Your objective
Convert the part of the rows below that opens with the line containing "Would you mind tagging the drum" and closes with the line containing "(1188, 866)", both included, into a JSON list of strings with one string per line and blank lines omitted.

Material to process
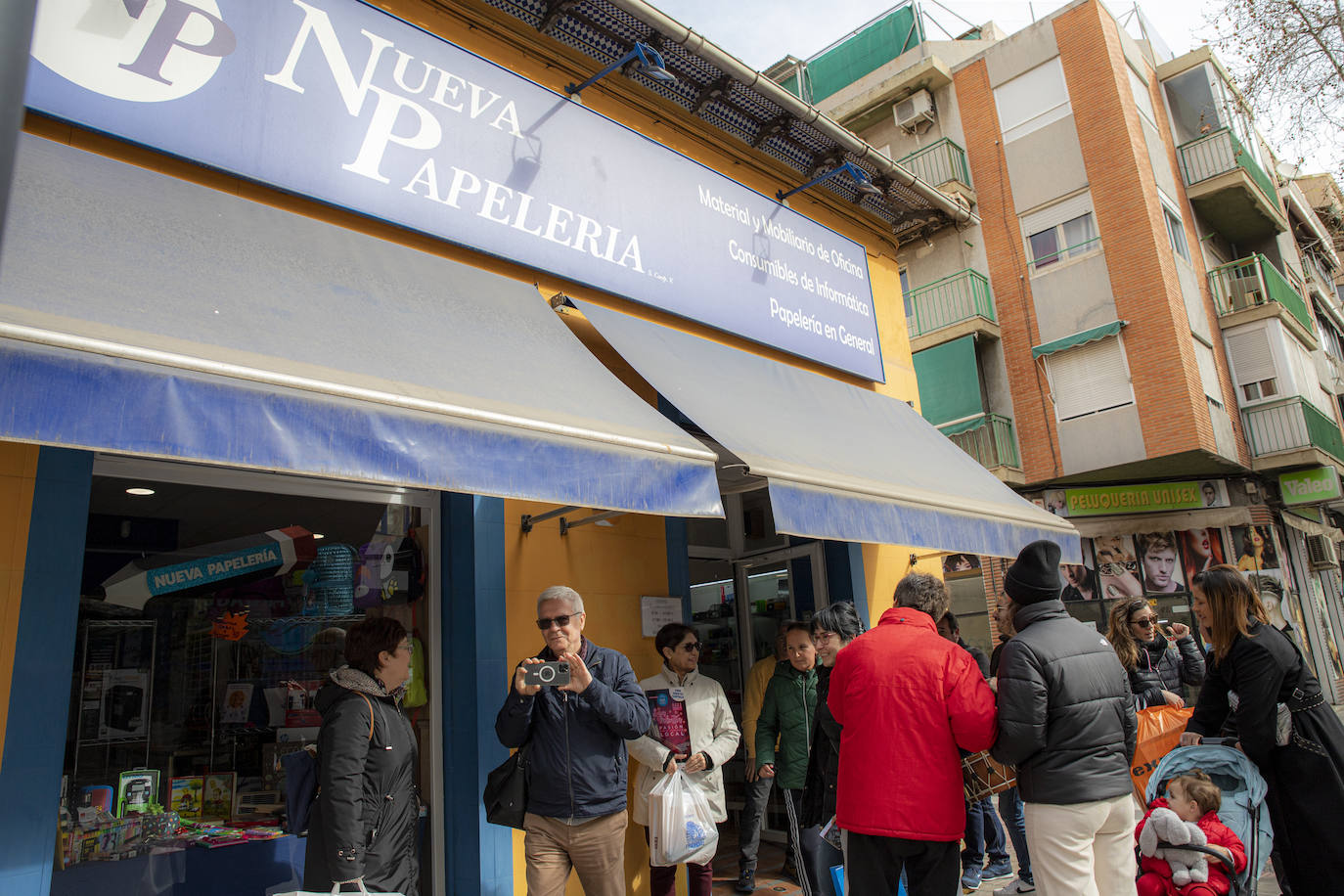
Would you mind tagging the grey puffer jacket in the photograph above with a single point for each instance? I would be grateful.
(1066, 715)
(1165, 666)
(365, 817)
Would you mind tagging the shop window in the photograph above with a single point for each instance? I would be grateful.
(210, 618)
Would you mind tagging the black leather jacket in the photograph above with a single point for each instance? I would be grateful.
(1066, 715)
(1165, 666)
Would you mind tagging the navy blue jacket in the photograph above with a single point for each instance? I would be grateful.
(577, 760)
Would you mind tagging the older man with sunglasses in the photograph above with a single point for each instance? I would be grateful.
(577, 759)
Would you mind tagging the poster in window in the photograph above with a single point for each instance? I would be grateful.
(1200, 550)
(1254, 547)
(1159, 563)
(960, 565)
(218, 795)
(1081, 580)
(1117, 567)
(184, 795)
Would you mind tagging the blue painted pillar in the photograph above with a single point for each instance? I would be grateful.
(45, 655)
(478, 855)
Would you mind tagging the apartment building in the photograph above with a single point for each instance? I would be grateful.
(1143, 331)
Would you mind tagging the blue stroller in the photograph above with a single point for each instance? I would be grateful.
(1243, 802)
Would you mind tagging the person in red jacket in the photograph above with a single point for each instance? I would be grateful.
(906, 700)
(1193, 798)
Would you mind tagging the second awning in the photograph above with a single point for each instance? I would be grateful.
(841, 463)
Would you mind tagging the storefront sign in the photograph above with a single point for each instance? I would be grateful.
(1150, 497)
(341, 103)
(1309, 486)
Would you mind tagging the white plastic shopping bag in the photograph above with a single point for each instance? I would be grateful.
(355, 889)
(682, 828)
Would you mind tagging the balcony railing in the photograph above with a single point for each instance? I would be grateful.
(1218, 154)
(1290, 425)
(1253, 281)
(949, 301)
(988, 438)
(938, 162)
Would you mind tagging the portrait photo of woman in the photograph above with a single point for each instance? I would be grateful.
(1117, 567)
(1159, 563)
(1200, 550)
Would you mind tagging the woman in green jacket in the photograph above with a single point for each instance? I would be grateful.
(789, 708)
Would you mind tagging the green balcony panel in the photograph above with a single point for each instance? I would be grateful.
(949, 301)
(949, 381)
(1253, 281)
(988, 438)
(938, 162)
(1290, 425)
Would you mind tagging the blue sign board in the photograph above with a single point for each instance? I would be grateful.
(343, 103)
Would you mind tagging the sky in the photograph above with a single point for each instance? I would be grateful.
(764, 31)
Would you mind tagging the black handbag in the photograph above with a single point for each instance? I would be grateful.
(506, 791)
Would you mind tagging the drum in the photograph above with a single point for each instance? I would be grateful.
(984, 777)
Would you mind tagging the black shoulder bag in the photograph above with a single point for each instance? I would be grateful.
(506, 790)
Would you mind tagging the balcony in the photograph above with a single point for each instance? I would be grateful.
(949, 309)
(991, 441)
(1229, 188)
(942, 164)
(1290, 432)
(1251, 288)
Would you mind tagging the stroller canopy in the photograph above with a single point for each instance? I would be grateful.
(1243, 794)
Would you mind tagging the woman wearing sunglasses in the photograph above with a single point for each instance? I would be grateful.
(1159, 668)
(700, 739)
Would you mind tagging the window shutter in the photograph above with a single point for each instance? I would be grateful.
(1091, 378)
(1056, 214)
(1250, 356)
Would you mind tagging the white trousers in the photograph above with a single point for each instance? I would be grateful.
(1084, 849)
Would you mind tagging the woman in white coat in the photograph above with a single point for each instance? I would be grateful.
(714, 740)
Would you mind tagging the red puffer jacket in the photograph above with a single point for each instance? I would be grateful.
(1218, 834)
(908, 698)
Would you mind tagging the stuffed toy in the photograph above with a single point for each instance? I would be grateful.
(1188, 866)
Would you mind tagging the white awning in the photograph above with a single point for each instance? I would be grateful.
(841, 463)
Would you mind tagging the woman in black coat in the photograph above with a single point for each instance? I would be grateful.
(367, 809)
(1305, 776)
(1159, 669)
(832, 628)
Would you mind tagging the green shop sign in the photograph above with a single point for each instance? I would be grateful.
(1143, 499)
(1309, 486)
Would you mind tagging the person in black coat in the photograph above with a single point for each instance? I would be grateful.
(1304, 770)
(832, 629)
(1157, 668)
(363, 824)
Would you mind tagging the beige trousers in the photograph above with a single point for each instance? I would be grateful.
(1085, 849)
(594, 849)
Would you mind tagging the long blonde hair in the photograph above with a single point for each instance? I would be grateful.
(1118, 633)
(1232, 606)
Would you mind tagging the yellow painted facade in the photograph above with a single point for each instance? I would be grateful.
(18, 475)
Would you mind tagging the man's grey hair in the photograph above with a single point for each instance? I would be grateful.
(560, 593)
(924, 593)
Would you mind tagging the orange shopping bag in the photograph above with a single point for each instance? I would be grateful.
(1159, 734)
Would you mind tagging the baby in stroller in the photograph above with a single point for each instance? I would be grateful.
(1195, 799)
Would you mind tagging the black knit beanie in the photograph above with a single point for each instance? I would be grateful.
(1034, 576)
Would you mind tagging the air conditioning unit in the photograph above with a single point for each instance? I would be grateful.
(1320, 553)
(913, 111)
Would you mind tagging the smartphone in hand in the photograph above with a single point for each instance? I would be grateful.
(552, 675)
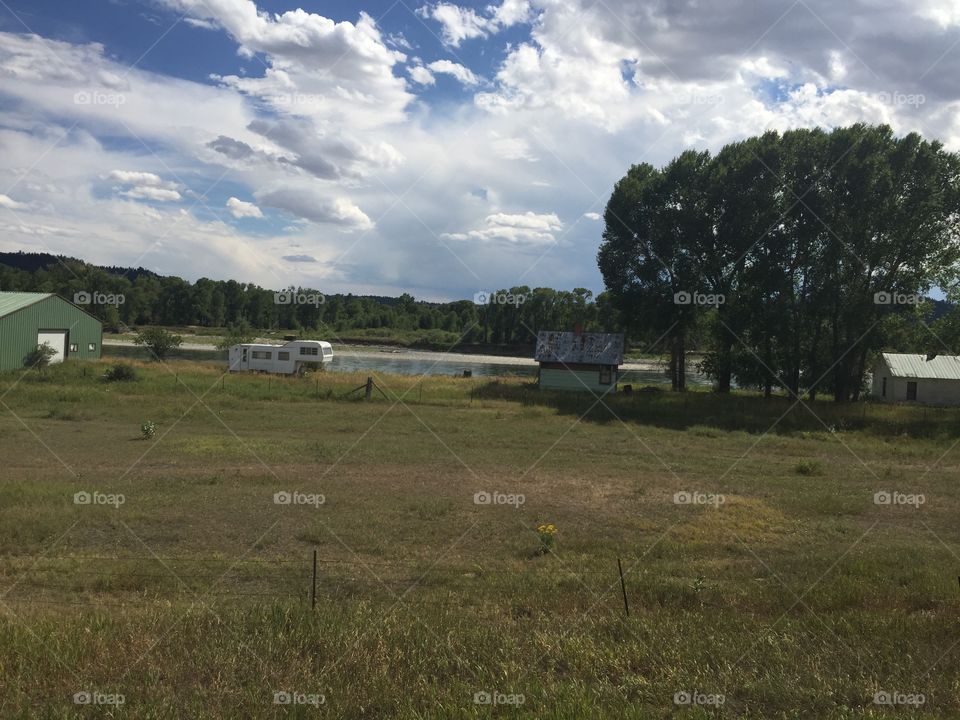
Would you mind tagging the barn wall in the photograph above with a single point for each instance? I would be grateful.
(18, 331)
(574, 379)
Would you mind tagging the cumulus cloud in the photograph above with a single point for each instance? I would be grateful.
(317, 208)
(8, 202)
(461, 73)
(523, 228)
(461, 23)
(240, 209)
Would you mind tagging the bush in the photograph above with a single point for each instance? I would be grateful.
(158, 341)
(809, 467)
(39, 357)
(121, 372)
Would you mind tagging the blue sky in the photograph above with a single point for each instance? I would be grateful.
(431, 148)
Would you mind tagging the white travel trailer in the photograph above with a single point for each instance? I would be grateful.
(291, 358)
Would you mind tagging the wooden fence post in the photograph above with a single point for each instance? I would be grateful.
(313, 586)
(623, 588)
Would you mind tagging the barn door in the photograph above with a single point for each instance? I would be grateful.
(57, 339)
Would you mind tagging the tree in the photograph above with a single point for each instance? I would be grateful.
(39, 357)
(158, 341)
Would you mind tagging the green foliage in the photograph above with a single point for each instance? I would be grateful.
(121, 372)
(39, 358)
(158, 341)
(820, 243)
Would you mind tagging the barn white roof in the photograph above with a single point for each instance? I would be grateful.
(942, 367)
(590, 348)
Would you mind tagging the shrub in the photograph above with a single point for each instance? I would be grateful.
(39, 357)
(121, 372)
(158, 341)
(808, 467)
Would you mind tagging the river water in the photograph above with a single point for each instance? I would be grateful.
(414, 362)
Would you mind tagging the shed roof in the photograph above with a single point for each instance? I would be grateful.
(568, 347)
(941, 367)
(11, 302)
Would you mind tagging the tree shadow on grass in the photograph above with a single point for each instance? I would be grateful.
(703, 410)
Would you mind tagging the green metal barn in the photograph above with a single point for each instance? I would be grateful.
(31, 319)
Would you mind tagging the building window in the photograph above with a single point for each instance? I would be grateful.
(911, 391)
(606, 375)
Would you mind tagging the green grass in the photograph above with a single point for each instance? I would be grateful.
(795, 596)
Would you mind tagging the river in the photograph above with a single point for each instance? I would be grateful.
(410, 362)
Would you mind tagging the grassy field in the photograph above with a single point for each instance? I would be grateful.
(764, 578)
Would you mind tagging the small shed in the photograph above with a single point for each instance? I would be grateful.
(288, 359)
(579, 361)
(31, 319)
(928, 379)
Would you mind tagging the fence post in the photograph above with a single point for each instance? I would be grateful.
(623, 588)
(313, 586)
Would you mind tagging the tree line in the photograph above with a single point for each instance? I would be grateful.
(507, 317)
(789, 260)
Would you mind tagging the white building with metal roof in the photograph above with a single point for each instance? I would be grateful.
(579, 361)
(932, 380)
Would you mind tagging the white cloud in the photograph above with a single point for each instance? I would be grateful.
(421, 75)
(149, 192)
(524, 228)
(8, 202)
(460, 23)
(240, 209)
(461, 73)
(309, 205)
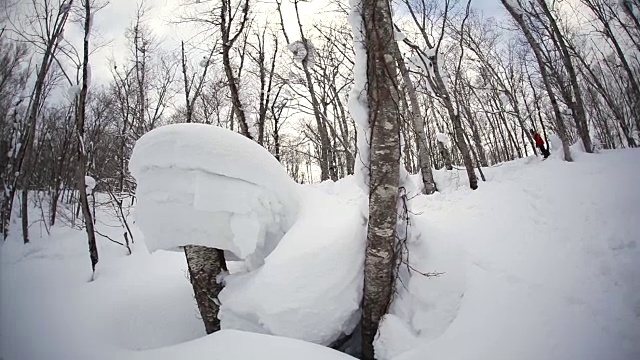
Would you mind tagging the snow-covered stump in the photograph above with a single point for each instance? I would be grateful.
(211, 191)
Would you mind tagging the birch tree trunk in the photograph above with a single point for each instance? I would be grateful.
(560, 125)
(82, 155)
(205, 264)
(418, 124)
(384, 168)
(577, 106)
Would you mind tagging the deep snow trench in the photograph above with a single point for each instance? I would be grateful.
(542, 262)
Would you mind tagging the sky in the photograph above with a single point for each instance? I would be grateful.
(111, 22)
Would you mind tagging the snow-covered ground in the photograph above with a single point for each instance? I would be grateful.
(541, 262)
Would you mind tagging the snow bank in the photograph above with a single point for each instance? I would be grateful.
(537, 265)
(444, 139)
(238, 345)
(205, 185)
(310, 286)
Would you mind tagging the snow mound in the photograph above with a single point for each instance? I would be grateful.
(205, 185)
(310, 286)
(238, 345)
(444, 139)
(536, 265)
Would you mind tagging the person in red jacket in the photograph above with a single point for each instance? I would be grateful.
(540, 143)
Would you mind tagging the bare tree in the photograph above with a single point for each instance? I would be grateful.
(517, 15)
(80, 132)
(384, 163)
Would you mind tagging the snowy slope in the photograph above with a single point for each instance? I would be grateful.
(542, 262)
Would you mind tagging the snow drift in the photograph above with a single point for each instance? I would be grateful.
(205, 185)
(311, 285)
(304, 248)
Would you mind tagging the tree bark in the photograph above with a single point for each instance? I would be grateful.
(577, 106)
(205, 265)
(82, 155)
(384, 118)
(561, 127)
(418, 124)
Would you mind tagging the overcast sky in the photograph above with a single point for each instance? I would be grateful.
(111, 22)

The reply
[
  "Would you mind tagging the drum in the photograph above with a single point for each instance? I would be grateful.",
  "(984, 777)",
  "Would you mind tagging the black shoulder bag in the photograph above with a single point for each instance? I would be grateful.",
  "(506, 790)",
  "Would you mind tagging the balcony in the photograph above with a single point for each instance? I would be grateful.",
  "(949, 309)",
  "(991, 441)",
  "(1229, 188)",
  "(942, 164)",
  "(1290, 432)",
  "(1251, 288)",
  "Would you mind tagging the stroller canopy in the photograph above with a single point for each instance? I would be grateful.",
  "(1243, 794)",
  "Would you mind tagging the woman wearing sunglasses in the photograph above with a single point for each instance? I would be grateful.",
  "(1159, 668)",
  "(700, 739)",
  "Would you mind tagging the window shutter in the photograph above with a single point for each instance? I would be grateful.",
  "(1091, 378)",
  "(1056, 214)",
  "(1250, 356)",
  "Would you mind tagging the white trousers in the photograph above with a single point for each instance? I would be grateful.",
  "(1084, 849)",
  "Would you mind tagging the woman in white coat in the photograph above with a single point for each instance? I would be grateful.",
  "(714, 740)",
  "Would you mind tagging the red puffer jacket in the photograph above with a single point for each instance? I would be grateful.",
  "(1218, 834)",
  "(908, 698)",
  "Would you mind tagging the stuffed toy in the photograph above with a single point for each instance? I would be grateful.",
  "(1188, 866)"
]